Report every line of the items that holds the string "brown", copying each one in full.
start Dataset entries
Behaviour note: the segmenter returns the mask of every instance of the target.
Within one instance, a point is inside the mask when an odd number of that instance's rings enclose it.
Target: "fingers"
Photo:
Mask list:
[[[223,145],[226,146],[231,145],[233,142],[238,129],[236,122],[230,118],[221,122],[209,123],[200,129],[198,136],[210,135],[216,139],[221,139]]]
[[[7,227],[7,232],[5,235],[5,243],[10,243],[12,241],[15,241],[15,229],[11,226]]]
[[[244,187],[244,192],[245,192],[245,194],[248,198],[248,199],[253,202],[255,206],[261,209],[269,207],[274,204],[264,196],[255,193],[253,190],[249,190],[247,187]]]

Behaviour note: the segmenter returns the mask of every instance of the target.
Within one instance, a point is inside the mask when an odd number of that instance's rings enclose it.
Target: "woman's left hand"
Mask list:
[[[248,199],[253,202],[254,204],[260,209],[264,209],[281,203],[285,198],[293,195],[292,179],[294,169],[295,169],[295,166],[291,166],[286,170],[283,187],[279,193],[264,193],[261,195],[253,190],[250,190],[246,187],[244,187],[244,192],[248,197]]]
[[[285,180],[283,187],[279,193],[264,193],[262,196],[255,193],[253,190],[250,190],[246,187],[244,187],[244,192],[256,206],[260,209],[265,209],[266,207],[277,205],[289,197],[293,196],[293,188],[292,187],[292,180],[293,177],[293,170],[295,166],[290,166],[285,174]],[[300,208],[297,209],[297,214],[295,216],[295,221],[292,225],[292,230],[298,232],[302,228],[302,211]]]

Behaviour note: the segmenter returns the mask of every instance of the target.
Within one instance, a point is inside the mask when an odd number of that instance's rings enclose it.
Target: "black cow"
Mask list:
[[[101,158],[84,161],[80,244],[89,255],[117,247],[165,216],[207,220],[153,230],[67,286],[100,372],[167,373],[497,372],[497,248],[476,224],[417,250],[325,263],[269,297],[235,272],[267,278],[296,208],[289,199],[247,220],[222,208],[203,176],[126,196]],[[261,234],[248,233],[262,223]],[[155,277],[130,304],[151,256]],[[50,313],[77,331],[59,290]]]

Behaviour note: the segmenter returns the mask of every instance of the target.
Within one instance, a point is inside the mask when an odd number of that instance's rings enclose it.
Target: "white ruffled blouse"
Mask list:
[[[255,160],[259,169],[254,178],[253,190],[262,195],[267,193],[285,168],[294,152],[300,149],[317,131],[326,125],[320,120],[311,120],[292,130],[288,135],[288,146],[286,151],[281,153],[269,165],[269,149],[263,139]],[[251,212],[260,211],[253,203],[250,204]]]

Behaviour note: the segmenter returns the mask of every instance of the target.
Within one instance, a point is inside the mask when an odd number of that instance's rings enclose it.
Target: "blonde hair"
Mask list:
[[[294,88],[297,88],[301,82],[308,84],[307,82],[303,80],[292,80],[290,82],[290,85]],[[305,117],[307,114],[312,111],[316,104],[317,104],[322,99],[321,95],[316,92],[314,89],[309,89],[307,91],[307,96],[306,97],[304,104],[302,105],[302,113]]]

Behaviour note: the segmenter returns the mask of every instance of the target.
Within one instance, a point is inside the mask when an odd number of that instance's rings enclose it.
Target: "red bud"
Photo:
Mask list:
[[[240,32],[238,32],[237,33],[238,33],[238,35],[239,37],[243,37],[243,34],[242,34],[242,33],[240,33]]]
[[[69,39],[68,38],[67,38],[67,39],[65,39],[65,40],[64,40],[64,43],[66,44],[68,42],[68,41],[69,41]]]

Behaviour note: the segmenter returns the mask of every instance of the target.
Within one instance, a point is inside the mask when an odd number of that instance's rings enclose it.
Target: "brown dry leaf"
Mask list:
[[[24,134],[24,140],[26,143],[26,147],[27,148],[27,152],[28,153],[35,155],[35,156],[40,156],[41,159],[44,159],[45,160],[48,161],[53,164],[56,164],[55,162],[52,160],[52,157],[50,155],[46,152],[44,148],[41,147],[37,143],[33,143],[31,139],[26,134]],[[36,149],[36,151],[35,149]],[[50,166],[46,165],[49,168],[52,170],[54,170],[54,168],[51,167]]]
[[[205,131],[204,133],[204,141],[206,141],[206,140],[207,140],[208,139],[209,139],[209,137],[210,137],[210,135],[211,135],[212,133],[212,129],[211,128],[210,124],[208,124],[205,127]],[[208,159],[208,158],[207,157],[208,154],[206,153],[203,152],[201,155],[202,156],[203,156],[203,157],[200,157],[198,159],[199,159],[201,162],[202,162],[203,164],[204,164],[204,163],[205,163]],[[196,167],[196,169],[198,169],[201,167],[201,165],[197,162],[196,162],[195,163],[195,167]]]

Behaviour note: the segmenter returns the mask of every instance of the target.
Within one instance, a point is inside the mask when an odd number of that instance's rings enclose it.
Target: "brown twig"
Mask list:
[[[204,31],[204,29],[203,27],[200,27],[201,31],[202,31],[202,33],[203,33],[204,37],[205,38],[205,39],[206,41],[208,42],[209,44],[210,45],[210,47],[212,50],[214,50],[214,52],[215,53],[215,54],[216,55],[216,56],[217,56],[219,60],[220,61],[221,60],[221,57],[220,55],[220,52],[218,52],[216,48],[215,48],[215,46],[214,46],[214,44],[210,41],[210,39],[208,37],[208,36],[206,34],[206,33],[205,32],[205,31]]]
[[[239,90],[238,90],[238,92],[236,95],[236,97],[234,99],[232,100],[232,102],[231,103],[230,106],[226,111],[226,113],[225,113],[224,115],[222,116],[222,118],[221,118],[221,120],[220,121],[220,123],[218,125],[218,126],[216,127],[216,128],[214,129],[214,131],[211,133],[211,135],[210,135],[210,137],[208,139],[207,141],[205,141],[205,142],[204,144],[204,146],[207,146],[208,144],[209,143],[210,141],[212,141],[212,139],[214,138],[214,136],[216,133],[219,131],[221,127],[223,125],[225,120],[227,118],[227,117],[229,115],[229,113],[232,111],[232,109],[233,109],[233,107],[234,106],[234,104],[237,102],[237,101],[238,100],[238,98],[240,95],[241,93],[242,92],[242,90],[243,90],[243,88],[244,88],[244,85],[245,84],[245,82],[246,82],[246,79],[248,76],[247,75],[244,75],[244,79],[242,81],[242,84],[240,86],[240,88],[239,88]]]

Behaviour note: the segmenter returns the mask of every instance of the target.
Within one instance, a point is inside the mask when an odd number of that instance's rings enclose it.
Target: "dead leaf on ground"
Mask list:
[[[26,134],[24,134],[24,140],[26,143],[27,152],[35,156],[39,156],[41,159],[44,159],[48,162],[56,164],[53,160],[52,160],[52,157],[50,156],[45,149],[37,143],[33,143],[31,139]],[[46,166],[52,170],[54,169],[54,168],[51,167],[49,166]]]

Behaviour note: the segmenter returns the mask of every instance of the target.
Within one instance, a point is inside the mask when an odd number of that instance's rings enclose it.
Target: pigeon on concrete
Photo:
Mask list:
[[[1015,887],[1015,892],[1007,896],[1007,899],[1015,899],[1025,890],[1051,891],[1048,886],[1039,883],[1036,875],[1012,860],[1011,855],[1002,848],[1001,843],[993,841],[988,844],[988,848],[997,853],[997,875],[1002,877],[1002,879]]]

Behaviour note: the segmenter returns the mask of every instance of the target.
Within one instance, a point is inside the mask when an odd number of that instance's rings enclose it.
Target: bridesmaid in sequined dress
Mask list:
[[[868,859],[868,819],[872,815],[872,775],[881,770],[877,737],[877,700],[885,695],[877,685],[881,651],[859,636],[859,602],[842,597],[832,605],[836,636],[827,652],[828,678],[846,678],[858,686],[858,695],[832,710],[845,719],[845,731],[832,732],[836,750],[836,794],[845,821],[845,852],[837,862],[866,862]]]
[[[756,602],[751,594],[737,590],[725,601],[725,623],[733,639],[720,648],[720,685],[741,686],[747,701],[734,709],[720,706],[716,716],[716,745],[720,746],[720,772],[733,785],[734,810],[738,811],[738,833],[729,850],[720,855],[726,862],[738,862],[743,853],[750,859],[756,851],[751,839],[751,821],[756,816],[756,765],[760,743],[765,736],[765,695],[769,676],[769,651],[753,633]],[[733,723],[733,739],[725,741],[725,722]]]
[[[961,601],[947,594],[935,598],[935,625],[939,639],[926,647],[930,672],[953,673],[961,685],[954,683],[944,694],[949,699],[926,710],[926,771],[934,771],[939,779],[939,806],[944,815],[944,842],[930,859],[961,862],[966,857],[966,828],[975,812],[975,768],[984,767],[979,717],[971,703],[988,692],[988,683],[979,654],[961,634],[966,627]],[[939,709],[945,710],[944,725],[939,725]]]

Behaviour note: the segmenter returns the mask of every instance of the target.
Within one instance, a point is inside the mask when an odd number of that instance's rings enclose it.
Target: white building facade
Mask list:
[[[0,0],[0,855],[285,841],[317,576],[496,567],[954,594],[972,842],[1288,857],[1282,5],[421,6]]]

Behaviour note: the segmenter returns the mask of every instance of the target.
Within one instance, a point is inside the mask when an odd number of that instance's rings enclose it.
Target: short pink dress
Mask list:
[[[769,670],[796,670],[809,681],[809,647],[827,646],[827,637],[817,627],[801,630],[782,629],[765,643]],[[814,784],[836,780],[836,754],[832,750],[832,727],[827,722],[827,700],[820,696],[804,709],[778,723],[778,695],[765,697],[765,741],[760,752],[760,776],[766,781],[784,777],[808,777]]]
end Dataset entries
§ Task response
Target: "brown dry leaf"
Target: "brown twig"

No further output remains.